◆ Information provided:

****************

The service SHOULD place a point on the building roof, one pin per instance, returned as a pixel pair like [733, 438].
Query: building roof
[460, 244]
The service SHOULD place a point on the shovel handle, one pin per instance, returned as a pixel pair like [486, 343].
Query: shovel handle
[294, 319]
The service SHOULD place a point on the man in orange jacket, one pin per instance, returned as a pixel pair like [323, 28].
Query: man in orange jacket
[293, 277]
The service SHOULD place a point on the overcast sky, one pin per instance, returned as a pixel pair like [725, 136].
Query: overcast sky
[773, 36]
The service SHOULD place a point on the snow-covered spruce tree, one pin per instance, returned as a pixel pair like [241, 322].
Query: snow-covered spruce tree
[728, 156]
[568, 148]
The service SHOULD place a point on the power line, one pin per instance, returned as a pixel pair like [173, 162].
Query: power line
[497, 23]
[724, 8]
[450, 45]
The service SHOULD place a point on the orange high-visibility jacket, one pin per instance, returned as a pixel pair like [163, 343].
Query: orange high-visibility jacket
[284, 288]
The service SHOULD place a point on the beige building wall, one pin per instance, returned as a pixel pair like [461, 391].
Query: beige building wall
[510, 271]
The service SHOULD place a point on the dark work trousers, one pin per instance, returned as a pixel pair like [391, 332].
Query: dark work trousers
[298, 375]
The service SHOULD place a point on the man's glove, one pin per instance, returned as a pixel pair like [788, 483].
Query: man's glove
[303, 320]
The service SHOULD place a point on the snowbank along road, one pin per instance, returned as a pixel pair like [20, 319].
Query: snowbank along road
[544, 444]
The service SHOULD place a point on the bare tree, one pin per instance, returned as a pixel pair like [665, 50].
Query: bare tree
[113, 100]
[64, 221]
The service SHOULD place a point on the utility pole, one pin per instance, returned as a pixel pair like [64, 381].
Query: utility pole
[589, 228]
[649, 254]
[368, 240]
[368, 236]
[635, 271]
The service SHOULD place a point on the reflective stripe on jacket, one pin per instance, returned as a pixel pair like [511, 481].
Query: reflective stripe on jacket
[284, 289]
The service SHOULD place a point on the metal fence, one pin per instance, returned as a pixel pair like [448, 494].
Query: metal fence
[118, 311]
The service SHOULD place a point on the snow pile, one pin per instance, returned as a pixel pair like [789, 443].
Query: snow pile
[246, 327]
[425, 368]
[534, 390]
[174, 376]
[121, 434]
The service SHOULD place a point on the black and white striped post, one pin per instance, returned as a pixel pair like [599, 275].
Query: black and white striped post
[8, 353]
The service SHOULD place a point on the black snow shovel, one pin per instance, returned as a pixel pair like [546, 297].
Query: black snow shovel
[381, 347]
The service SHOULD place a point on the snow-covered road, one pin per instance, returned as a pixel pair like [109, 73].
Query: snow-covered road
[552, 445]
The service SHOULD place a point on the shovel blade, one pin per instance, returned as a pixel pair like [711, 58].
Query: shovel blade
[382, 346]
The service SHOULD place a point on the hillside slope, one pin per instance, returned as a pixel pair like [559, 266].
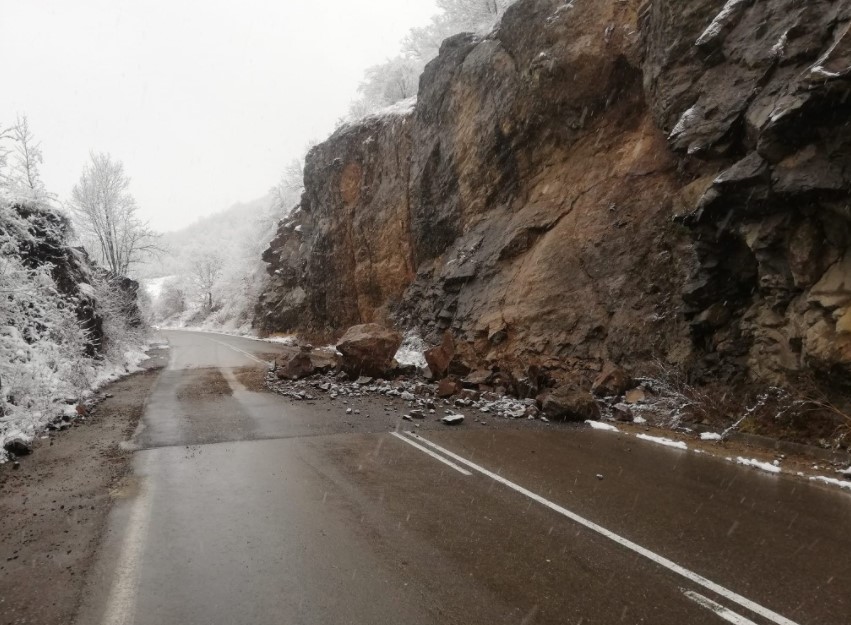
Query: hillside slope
[595, 181]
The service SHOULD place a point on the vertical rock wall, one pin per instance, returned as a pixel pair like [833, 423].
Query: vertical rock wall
[597, 180]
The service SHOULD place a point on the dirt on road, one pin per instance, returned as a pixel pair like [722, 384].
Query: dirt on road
[54, 505]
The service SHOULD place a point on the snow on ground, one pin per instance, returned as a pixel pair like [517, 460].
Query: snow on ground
[412, 352]
[661, 440]
[598, 425]
[55, 391]
[282, 340]
[832, 481]
[757, 464]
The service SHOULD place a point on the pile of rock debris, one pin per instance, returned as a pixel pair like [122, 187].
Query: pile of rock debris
[363, 365]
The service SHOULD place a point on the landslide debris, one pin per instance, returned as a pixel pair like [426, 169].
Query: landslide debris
[602, 182]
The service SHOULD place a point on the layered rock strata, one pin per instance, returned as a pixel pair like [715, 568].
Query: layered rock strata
[597, 181]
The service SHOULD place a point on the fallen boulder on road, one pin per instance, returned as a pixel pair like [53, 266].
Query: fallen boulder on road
[569, 403]
[368, 349]
[612, 381]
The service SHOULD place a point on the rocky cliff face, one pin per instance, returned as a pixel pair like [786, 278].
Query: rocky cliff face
[598, 180]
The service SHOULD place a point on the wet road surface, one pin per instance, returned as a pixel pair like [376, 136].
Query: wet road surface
[246, 507]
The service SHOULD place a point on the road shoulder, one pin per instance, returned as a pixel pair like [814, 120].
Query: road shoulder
[53, 507]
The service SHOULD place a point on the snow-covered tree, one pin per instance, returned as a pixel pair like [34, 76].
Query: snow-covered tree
[398, 78]
[24, 178]
[206, 270]
[106, 214]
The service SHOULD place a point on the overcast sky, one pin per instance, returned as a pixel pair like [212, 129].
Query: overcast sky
[205, 101]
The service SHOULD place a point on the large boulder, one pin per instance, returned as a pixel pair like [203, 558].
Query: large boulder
[438, 358]
[295, 366]
[612, 381]
[368, 349]
[568, 403]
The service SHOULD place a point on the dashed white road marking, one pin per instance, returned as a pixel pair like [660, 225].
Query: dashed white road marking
[244, 353]
[717, 608]
[719, 590]
[431, 453]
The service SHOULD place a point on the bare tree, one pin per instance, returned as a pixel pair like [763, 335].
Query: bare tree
[105, 213]
[206, 270]
[25, 178]
[5, 136]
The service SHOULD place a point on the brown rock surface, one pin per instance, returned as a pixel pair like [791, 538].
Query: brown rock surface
[527, 204]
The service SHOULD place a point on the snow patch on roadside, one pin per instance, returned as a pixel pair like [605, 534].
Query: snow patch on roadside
[597, 425]
[757, 464]
[661, 440]
[832, 481]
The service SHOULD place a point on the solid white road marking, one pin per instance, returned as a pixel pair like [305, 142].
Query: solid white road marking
[431, 453]
[244, 353]
[624, 542]
[121, 603]
[720, 610]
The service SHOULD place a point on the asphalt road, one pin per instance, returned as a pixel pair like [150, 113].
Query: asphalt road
[248, 508]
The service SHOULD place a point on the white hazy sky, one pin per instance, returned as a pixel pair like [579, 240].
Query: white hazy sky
[205, 101]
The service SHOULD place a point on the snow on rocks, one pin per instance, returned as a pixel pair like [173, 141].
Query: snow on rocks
[757, 464]
[661, 440]
[725, 18]
[453, 419]
[832, 481]
[598, 425]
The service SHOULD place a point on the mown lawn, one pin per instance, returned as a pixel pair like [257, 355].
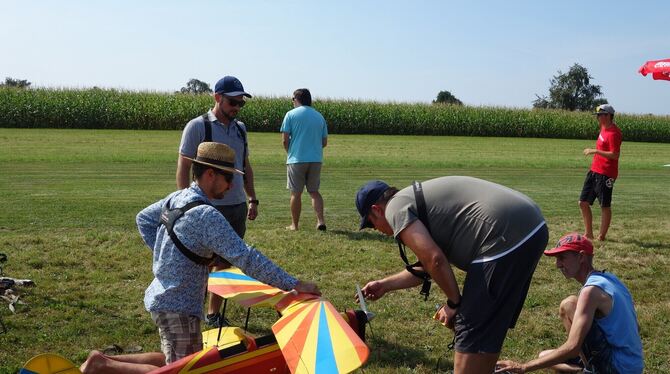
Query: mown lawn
[69, 198]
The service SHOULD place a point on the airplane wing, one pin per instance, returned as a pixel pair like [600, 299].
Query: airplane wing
[314, 338]
[233, 284]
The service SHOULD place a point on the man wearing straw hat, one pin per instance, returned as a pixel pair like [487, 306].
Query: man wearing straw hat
[182, 247]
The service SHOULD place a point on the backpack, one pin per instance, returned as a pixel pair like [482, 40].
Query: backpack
[423, 217]
[240, 132]
[169, 217]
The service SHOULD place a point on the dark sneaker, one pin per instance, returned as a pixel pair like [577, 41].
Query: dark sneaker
[213, 320]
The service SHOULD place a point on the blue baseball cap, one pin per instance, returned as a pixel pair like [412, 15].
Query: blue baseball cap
[366, 197]
[230, 86]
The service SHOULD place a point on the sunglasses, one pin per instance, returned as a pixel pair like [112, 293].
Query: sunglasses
[234, 102]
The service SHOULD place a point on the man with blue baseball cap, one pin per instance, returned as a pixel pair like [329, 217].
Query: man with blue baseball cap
[220, 125]
[492, 232]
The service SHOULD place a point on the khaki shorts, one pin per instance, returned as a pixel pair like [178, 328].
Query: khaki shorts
[303, 174]
[180, 334]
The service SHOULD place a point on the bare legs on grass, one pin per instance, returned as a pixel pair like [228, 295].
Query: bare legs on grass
[296, 208]
[139, 363]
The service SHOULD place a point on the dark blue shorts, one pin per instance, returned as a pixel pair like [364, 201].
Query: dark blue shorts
[493, 296]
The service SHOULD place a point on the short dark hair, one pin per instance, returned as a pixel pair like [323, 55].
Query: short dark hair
[303, 96]
[199, 169]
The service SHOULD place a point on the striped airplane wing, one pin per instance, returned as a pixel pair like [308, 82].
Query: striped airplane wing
[233, 284]
[314, 338]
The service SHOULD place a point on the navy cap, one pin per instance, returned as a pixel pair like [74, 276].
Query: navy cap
[230, 86]
[366, 197]
[604, 109]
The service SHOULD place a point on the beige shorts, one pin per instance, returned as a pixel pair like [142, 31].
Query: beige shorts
[303, 174]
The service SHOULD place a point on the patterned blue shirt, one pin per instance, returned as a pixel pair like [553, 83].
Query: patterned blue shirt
[179, 284]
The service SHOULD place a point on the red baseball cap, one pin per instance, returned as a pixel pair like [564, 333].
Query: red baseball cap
[571, 242]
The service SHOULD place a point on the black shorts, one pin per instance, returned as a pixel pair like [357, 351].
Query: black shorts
[493, 296]
[597, 185]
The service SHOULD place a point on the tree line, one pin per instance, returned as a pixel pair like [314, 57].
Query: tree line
[571, 91]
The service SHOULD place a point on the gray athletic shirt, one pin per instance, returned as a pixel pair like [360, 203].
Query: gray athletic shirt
[469, 218]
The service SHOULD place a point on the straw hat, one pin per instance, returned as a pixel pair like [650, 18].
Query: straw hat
[216, 155]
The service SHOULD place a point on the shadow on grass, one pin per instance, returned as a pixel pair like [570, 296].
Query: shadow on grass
[362, 235]
[647, 245]
[392, 355]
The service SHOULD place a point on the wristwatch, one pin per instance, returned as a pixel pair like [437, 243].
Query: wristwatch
[452, 304]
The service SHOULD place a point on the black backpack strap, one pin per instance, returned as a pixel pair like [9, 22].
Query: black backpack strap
[242, 133]
[423, 217]
[169, 217]
[208, 127]
[421, 204]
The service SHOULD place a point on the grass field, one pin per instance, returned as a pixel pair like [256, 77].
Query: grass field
[69, 198]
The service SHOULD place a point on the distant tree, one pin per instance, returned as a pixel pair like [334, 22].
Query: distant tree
[571, 91]
[18, 83]
[195, 86]
[445, 97]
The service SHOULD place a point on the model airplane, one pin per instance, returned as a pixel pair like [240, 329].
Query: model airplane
[310, 337]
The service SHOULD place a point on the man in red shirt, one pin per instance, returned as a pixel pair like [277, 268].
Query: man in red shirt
[604, 171]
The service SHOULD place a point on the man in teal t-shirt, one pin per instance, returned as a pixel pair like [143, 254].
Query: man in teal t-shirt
[304, 135]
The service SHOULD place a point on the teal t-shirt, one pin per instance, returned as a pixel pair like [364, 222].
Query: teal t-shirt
[306, 128]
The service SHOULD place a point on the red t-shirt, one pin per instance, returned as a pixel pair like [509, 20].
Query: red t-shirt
[609, 140]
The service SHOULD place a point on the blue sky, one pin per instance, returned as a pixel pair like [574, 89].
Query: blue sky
[497, 53]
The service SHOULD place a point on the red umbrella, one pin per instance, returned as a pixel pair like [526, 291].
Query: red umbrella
[659, 69]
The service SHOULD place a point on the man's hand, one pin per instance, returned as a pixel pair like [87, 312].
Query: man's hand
[373, 290]
[446, 316]
[253, 211]
[307, 287]
[507, 366]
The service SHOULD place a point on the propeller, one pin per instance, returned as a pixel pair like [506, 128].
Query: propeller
[361, 301]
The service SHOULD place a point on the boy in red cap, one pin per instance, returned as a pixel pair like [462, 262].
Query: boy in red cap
[601, 321]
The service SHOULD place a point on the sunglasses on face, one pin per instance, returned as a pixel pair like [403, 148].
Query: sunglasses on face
[235, 102]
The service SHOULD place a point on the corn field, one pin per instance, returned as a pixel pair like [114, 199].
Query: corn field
[115, 109]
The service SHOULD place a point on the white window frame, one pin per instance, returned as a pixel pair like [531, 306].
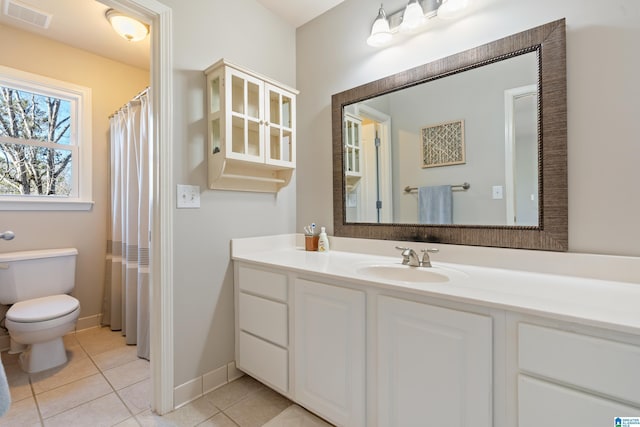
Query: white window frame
[80, 98]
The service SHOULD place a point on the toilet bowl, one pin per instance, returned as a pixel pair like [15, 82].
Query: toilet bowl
[36, 285]
[38, 326]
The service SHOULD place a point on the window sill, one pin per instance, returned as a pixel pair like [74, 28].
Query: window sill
[45, 205]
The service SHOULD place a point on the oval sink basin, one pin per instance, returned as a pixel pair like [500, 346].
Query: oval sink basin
[404, 273]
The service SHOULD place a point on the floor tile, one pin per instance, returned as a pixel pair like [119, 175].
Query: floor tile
[129, 422]
[149, 419]
[192, 413]
[258, 408]
[218, 420]
[73, 347]
[23, 413]
[74, 370]
[295, 416]
[116, 357]
[69, 396]
[137, 396]
[102, 412]
[18, 381]
[233, 392]
[127, 374]
[98, 340]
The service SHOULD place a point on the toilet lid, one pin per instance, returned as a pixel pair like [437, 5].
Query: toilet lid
[40, 309]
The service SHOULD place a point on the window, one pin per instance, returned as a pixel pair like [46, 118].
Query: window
[45, 143]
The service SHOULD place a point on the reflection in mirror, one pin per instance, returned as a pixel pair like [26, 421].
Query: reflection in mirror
[401, 139]
[493, 117]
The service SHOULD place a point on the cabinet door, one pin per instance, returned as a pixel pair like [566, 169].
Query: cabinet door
[434, 366]
[280, 111]
[329, 350]
[244, 97]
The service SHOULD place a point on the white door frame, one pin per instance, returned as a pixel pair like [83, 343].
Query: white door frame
[510, 96]
[386, 192]
[161, 306]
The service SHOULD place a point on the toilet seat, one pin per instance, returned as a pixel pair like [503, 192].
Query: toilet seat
[42, 309]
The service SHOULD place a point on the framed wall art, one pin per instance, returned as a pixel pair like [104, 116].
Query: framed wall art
[443, 144]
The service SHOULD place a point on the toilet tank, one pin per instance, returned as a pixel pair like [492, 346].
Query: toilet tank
[34, 274]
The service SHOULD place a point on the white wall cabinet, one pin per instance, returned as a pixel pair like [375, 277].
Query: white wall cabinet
[434, 365]
[330, 351]
[252, 130]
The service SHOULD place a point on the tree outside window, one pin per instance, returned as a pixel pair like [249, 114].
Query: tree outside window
[45, 143]
[37, 163]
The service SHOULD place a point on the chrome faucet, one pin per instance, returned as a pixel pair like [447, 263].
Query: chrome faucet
[410, 257]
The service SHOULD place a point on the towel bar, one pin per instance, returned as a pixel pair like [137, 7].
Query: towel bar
[462, 187]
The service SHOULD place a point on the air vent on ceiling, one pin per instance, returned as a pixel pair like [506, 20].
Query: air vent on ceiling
[27, 13]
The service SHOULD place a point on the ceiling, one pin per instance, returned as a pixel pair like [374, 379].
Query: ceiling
[81, 24]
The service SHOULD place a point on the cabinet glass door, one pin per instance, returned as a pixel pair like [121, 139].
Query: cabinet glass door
[280, 122]
[245, 96]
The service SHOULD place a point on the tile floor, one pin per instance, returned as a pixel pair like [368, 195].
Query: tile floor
[106, 384]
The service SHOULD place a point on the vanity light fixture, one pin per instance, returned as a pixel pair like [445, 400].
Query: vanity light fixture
[128, 28]
[380, 32]
[412, 18]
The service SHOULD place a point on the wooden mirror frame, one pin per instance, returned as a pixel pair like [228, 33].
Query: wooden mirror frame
[549, 41]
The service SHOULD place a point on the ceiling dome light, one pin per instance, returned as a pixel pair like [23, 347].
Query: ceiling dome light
[128, 28]
[380, 33]
[451, 8]
[413, 16]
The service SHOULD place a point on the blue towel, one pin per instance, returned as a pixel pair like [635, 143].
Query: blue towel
[435, 205]
[5, 396]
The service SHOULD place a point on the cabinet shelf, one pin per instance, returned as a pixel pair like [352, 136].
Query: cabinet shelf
[252, 134]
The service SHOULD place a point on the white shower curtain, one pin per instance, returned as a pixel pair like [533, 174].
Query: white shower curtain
[126, 299]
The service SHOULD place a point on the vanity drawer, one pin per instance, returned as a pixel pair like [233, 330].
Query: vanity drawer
[262, 282]
[591, 363]
[266, 361]
[264, 318]
[545, 404]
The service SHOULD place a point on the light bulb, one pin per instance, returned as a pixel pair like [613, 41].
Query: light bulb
[413, 16]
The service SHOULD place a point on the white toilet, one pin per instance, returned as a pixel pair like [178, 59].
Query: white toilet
[36, 283]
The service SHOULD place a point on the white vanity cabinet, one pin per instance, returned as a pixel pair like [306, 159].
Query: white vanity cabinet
[434, 365]
[251, 130]
[569, 378]
[329, 351]
[262, 325]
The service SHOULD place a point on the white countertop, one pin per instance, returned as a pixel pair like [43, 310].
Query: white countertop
[595, 302]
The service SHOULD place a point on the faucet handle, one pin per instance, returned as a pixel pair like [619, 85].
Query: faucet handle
[406, 253]
[426, 262]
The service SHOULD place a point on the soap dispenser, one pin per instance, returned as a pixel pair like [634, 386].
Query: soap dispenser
[323, 241]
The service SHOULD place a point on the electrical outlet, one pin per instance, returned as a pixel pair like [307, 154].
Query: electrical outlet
[188, 196]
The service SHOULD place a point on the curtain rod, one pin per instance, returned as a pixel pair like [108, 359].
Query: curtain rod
[140, 94]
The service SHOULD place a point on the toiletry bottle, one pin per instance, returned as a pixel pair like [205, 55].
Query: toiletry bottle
[323, 242]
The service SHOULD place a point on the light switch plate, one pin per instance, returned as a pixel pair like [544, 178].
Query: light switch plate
[188, 196]
[497, 192]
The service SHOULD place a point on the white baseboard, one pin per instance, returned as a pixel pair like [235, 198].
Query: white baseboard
[195, 388]
[88, 322]
[5, 342]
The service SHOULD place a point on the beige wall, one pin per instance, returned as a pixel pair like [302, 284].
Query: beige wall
[603, 99]
[112, 85]
[247, 34]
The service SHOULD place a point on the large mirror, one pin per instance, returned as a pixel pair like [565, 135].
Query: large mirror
[469, 149]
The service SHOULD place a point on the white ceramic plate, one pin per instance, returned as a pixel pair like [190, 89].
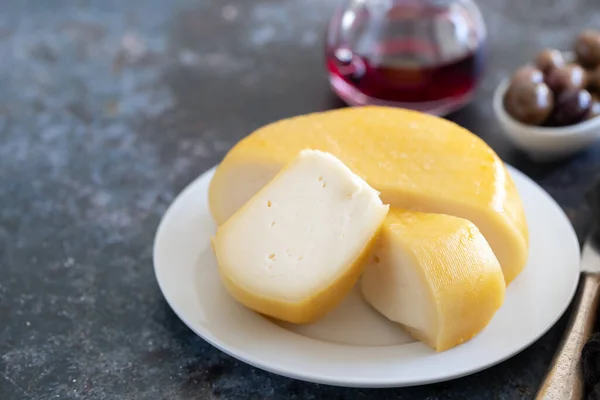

****************

Given the records above, return exactly the lines starting at the line containing "The service SHOULD place a point on the brown" and ending at the line containing "The service SHOULD place a point on the snow patch", including both.

◆ Response area:
The service SHOULD place a point on the brown rock surface, one pin per instance, returned as a pixel pair like [791, 538].
Query: brown rock surface
[527, 204]
The service SHOULD place a point on the snow patch on roadside, one pin per instance, returned as a pixel pair like [605, 534].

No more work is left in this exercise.